Data section:
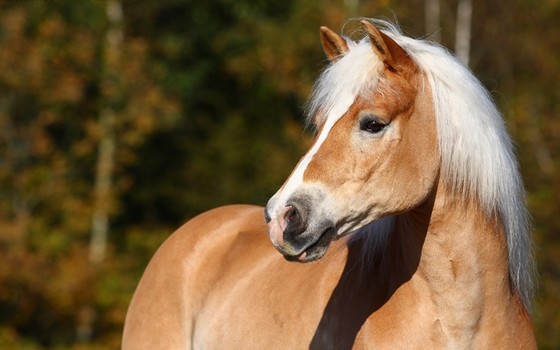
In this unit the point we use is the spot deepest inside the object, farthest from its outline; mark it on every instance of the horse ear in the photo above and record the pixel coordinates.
(333, 44)
(389, 52)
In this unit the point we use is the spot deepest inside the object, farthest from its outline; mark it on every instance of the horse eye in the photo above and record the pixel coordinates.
(372, 125)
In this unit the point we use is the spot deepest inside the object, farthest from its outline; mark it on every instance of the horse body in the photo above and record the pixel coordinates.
(402, 250)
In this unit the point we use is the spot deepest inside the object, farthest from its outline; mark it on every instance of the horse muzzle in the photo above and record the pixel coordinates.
(298, 232)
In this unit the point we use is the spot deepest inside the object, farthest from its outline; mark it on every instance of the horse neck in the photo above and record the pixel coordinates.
(455, 259)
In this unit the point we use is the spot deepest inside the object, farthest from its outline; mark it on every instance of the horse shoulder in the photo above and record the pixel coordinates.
(181, 272)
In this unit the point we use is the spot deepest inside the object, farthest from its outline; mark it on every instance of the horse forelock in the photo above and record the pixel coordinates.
(477, 157)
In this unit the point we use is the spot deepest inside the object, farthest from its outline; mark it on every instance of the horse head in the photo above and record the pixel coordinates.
(375, 152)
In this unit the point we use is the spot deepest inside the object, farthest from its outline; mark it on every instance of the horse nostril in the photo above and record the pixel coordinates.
(292, 215)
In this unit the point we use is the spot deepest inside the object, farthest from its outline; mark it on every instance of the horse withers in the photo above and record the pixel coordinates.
(407, 213)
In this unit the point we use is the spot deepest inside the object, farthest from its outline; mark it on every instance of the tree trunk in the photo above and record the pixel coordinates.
(432, 20)
(103, 186)
(463, 30)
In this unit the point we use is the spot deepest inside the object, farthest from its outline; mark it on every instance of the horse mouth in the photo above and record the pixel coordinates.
(315, 250)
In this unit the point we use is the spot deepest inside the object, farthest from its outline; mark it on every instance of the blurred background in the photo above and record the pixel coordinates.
(120, 120)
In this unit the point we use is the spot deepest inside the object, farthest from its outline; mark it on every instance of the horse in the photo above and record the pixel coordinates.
(403, 226)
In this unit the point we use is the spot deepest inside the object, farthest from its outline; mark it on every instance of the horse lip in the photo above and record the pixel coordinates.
(315, 250)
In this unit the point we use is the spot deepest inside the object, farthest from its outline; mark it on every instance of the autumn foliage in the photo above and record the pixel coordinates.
(207, 100)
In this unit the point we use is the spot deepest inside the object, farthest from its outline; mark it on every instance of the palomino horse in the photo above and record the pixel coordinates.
(409, 204)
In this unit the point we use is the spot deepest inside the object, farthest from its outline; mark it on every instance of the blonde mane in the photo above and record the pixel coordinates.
(477, 157)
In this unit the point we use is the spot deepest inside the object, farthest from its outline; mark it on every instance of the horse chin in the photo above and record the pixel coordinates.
(316, 250)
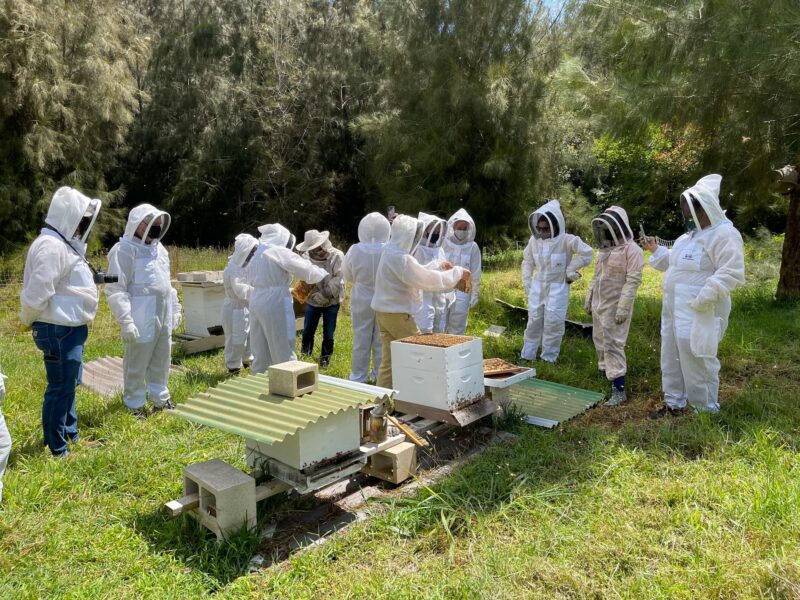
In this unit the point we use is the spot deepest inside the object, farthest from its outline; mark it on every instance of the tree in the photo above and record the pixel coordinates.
(726, 70)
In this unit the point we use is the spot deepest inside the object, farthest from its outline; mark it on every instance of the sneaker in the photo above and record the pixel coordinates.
(168, 405)
(617, 398)
(666, 411)
(138, 413)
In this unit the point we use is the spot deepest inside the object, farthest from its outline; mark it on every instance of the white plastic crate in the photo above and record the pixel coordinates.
(437, 360)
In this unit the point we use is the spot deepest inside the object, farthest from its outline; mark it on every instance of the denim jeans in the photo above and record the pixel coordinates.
(312, 316)
(63, 362)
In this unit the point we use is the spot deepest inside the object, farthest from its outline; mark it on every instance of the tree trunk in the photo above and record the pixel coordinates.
(789, 283)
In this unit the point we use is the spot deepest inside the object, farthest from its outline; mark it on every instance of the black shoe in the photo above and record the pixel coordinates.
(666, 411)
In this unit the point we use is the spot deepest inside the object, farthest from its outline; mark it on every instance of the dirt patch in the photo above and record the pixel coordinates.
(437, 340)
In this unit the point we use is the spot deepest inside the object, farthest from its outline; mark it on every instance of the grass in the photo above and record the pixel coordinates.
(610, 504)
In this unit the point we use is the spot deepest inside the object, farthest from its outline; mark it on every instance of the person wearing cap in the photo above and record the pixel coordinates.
(272, 332)
(326, 296)
(702, 269)
(398, 283)
(235, 310)
(146, 307)
(617, 277)
(58, 301)
(551, 262)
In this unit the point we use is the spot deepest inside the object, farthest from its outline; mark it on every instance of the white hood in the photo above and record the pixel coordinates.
(242, 247)
(139, 214)
(406, 233)
(551, 211)
(67, 207)
(706, 190)
(461, 215)
(374, 229)
(275, 234)
(439, 226)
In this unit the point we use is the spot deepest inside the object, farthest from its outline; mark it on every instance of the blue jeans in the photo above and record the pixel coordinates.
(312, 316)
(63, 362)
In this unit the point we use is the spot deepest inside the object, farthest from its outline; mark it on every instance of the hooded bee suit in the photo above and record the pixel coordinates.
(235, 311)
(556, 260)
(461, 250)
(59, 298)
(431, 308)
(272, 325)
(617, 277)
(145, 305)
(397, 286)
(702, 269)
(360, 267)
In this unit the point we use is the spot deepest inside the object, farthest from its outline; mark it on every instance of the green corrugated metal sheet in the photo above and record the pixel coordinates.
(243, 406)
(548, 404)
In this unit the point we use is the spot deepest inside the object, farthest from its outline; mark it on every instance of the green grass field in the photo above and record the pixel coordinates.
(611, 504)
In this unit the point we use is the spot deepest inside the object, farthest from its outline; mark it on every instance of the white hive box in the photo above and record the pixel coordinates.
(203, 296)
(444, 378)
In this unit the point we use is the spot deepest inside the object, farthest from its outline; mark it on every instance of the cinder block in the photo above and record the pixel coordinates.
(395, 464)
(227, 496)
(293, 378)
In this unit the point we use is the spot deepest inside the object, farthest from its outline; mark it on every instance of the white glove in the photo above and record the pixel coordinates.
(27, 315)
(697, 306)
(129, 333)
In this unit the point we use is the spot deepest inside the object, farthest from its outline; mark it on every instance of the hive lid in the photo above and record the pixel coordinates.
(244, 407)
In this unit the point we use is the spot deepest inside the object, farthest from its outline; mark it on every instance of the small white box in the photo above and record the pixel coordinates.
(437, 360)
(446, 390)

Task: Would you restate the listing word for word without its pictures?

Answer to this task:
In this unit the point we use is the spot deepest inside the object, farthest from its outline; mark it on every instance of the horse ear in the photo above and record the pixel coordinates.
(333, 44)
(389, 52)
In this unit the point we use is the spot deepest inside the object, farthest from its outline; mark it on every instance of the horse eye in the photo above and record the pixel coordinates.
(372, 125)
In this unit the point we use is the spot deepest inside the object, farthest from its outline; mark it on every instance of the horse body in the photo above and record the pixel coordinates.
(402, 250)
In this unit the point we use is the spot deepest inside the object, farthest from its outline; mark it on every instance of the horse muzzle in the photo above and record the pixel coordinates.
(298, 232)
In this unit the point we use is the spot deepest inside the object, farthest from its outline; mark it on every instance of the horse neck in the photo above and record the pixel coordinates.
(455, 259)
In this unit the point we use is the spot deepest inside the object, farthest from its outline; mark it on every instance of the horse shoulder in the photo above and record the pixel coordinates.
(181, 272)
In this unit the point we use is the spot deepest inside the object, farthest from its outline; mark it on every instance of the horse forelock in the photo above and record the pixel coordinates.
(477, 157)
In this unit the point we use is the spot deepest inside the object, farthest from its outline; mark it on every instance of the horse head in the photo above and record the pixel coordinates.
(375, 152)
In this unit the point we use is the spot deepest inside the object, farthest from its outline; mark it on every instance of the horse nostril in the photo above and record the pixel coordinates.
(292, 215)
In this unit the point we use is the spot deepest inside the object, farthest from its outline; mark it on every instance of the horse withers in the photo above and record the pixel coordinates.
(407, 213)
In this unit the point we use is the spot deepest inside the object, farthest from its outline; mark it on every instance of the tree trunk in the photo above and record the pixel coordinates.
(432, 20)
(103, 186)
(463, 30)
In this unit the point we use is the spot deepest inside the object, farthest from its outline; mark it on every instance of the horse mouth in the photo above and record the pixel coordinates.
(315, 250)
In this unit the point we use is the spot deepest inside the object, farthest from its outline; mark it on every instance of the blurred background in the photo above and record the pixel coordinates.
(120, 120)
In this unit the point we use is the spot deepest inside the object, farthest from its outline; mark it on every instance of the horse in the photo above and record the pixel coordinates.
(403, 226)
In this unit the point we use is the spot deepest inside the object, farthest from its outline; mark it on every instance of the horse lip in the photo above and record the pixel coordinates.
(315, 250)
In this unit the point we use is the spot deepest inside the object, farthest from its outline; mark it on every instance of the autumn foliage in the photo above and record the pixel coordinates.
(207, 100)
In this unit the point we use is the spot deepest inside the object, farthest from its outline; mark it on every instance of the palomino horse in the photo above and record the pixel coordinates.
(409, 204)
In this unit the point we use is the spot deepest inside the object, farthest from its outline; mark it on every instance of the blonde mane in the photo above and record the pixel coordinates.
(477, 157)
In this unit the point we use is the spot deepest inside the object, farthest from its outline; mark it on every instance of the horse chin in the photo above and record the pixel coordinates.
(316, 250)
In this unit the point we use is the spot deepest inside the object, farthest from its outline; mark it on every instance of the tree in the photo above and record the pixel coordinates.
(726, 70)
In this unit the point we use is the spot deepest inside the object, farthest from its outline; mark it on every instance of the sneaker in the photo above and record the pixel coordinates.
(168, 405)
(617, 398)
(666, 411)
(138, 413)
In this unit the point we use is the spot deepest inside the object, farthest from its outline; mark it on every instance of the white plastic crate in the photo above and record the pixel coordinates.
(437, 360)
In this unit the point we use is the spot deepest inside the object, farthest from its outline; mark it on every instance of the denim jeans in the photo above and record the pixel coordinates.
(312, 316)
(63, 362)
In this unit the point we use is the spot deepest inside the object, farthest from its outline; mark it on every instance of the tree trunk in the photo above and record the pixel coordinates.
(789, 283)
In this unit the point we use is the spot deepest inside the object, farthest from its outline; mark it on every instance of the black shoe in the photo above and record the pixel coordinates.
(666, 411)
In this unit the point we use is the spot deepest inside the object, farthest from its outline; mark it on every instance of the dirt patch in the photo above and record the pixel coordinates.
(437, 340)
In this unit the point we use is the spot deepest inside the object, farthest from its outline; mark it on every instance of the grass in the photo above and record the pixel coordinates.
(610, 504)
In this unit the point we use is the spot deepest inside the object, farthest from its outline; mark it on every instance of the person wearing cap in the photo above and record the pixel coordinates.
(272, 332)
(326, 296)
(702, 269)
(398, 283)
(235, 310)
(146, 307)
(617, 277)
(58, 301)
(551, 262)
In this unit the point we use is the spot deepest inside the object, farthest from its outline; mark it on every instance of the white hood in the photo above and record the pixel coordinates.
(242, 247)
(139, 214)
(406, 233)
(551, 211)
(67, 207)
(706, 190)
(461, 215)
(374, 229)
(275, 234)
(439, 226)
In this unit the point we use is the spot deepest inside the object, farthest from its outline; mark it on every instance of the blue jeans in the photo above and record the pixel coordinates.
(312, 316)
(63, 362)
In this unit the point we use is the spot deepest inside the object, farthest from its outline; mark it on every instance of the hooded bee suit in the photo above and record the pixel coordinates.
(235, 311)
(556, 260)
(461, 250)
(59, 298)
(431, 308)
(272, 325)
(617, 277)
(145, 305)
(397, 286)
(702, 269)
(360, 267)
In this unit the point we use is the spot deepest inside the object, farthest from its outline; mark it on every instance of the green corrugated metal sheet in the photo above and record the pixel coordinates.
(243, 406)
(548, 404)
In this unit the point we use is the spot deepest inside the object, farthest from its outline; mark it on every instance of the green grass field in the photo above and record the pixel coordinates.
(611, 504)
In this unit the point we use is the spot deepest inside the object, farthest from its outline; mark it on every instance of the white hive box in the photo above and record the pixel coordinates.
(203, 296)
(444, 378)
In this unit the point we use is the spot deepest inside the object, farthest from its outline; mark it on every instance of the cinder block in the photo above and record the pixel coordinates.
(395, 464)
(227, 496)
(293, 378)
In this unit the point we use is the spot deepest inside the object, farthest from its outline; mark it on every instance of the white glove in the photo above and record the pixel coordinates.
(27, 315)
(697, 306)
(129, 333)
In this unit the point we use is the spot deepest inside the object, farthest from its outline; mark it on every instance of the hive lid in the photo above and record the pixel coordinates.
(244, 407)
In this unit the point we use is the spot deepest inside the object, farthest from its outline; mark it on every instance of the small white box in the photo above and record the pixel coordinates.
(437, 360)
(446, 390)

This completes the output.